[Natural-language object grounding data]
......
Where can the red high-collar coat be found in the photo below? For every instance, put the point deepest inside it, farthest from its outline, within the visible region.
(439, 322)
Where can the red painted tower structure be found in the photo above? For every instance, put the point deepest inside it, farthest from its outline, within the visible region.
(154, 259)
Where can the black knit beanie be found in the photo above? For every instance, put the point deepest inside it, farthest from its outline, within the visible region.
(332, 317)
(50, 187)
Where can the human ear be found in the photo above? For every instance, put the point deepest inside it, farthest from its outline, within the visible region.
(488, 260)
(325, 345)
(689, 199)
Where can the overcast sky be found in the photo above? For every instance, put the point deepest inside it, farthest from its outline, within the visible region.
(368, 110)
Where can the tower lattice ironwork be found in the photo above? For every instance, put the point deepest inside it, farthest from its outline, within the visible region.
......
● AIM OF THE EXERCISE:
Every entry above needs to be written out again exactly.

● RESULT OF THE EXERCISE:
Where can the red high-collar coat be found in the photo below? For every instance, put the point deepest inside it, farthest from its outline, within the visible region.
(439, 322)
Where can the red painted tower structure be found in the photo above? For every instance, put the point deepest inside it, farthest from its outline, within the visible region.
(154, 259)
Where can the black knit beanie be found in the photo above? For every instance, put the point deepest inside it, farthest from its outline, within the visible region.
(332, 317)
(50, 187)
Where can the human ear be found in the photo above? For every instance, put the point deepest inside it, farthest from its outline, within the visible region.
(488, 260)
(325, 345)
(689, 199)
Where can the overcast sky be found in the photo above? For every instance, put the point deepest inside it, farthest from its outline, within the visible region.
(368, 110)
Where can the tower lattice ironwork be found in the photo above? For every instance, put the point deepest inside it, farthest from its outline, within the visible region.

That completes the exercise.